Location annotation dataset excerpts
Start

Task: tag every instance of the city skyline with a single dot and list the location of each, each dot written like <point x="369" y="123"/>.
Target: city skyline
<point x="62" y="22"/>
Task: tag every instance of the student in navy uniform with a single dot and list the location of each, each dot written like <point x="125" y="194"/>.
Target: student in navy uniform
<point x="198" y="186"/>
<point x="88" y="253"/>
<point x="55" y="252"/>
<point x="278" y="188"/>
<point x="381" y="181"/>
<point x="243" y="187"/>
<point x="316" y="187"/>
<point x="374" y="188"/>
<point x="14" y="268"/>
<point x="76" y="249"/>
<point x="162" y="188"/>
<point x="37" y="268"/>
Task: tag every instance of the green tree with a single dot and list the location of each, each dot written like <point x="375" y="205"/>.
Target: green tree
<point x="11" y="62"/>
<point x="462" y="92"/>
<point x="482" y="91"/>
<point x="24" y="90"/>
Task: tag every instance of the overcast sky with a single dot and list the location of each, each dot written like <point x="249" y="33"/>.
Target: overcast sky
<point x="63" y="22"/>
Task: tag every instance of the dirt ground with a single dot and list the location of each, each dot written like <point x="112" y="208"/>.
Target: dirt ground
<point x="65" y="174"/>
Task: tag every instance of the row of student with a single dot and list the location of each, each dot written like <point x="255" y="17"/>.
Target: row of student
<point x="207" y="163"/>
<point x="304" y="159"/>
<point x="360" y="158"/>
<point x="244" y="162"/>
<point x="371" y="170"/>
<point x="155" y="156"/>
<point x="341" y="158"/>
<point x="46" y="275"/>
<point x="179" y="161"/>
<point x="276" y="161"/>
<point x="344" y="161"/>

End

◆ **Exercise task**: Copy out the lines above without changing anything.

◆ **Written answer**:
Task: tag every instance of the city skyline with a single dot and list the location of each, each dot written like <point x="369" y="123"/>.
Target: city skyline
<point x="62" y="22"/>
Task: tag every instance of the student in navy uniform with a single dot and list the location of each, each dot written like <point x="125" y="194"/>.
Target: student in navy uniform
<point x="198" y="186"/>
<point x="88" y="253"/>
<point x="55" y="252"/>
<point x="278" y="188"/>
<point x="381" y="181"/>
<point x="243" y="187"/>
<point x="316" y="187"/>
<point x="374" y="188"/>
<point x="14" y="268"/>
<point x="76" y="249"/>
<point x="162" y="188"/>
<point x="37" y="268"/>
Task: tag every instance of the green tree with a single dot and list the location of each, each dot written like <point x="375" y="205"/>.
Target: green tree
<point x="11" y="62"/>
<point x="462" y="92"/>
<point x="482" y="91"/>
<point x="24" y="90"/>
Task: tag every instance of the overcast sky with a single dot and list the location of each, each dot written like <point x="249" y="33"/>.
Target: overcast sky
<point x="63" y="22"/>
Task: tag every instance of the dirt ground with a single dot and list the location of each, each dot written like <point x="112" y="208"/>.
Target: dirt ground
<point x="65" y="174"/>
Task: tag every instance of the row of student with a single dot and list the location of each, each dot written like <point x="255" y="17"/>.
Target: row of student
<point x="207" y="163"/>
<point x="304" y="159"/>
<point x="360" y="158"/>
<point x="244" y="162"/>
<point x="371" y="170"/>
<point x="155" y="156"/>
<point x="341" y="158"/>
<point x="46" y="275"/>
<point x="179" y="161"/>
<point x="276" y="161"/>
<point x="344" y="161"/>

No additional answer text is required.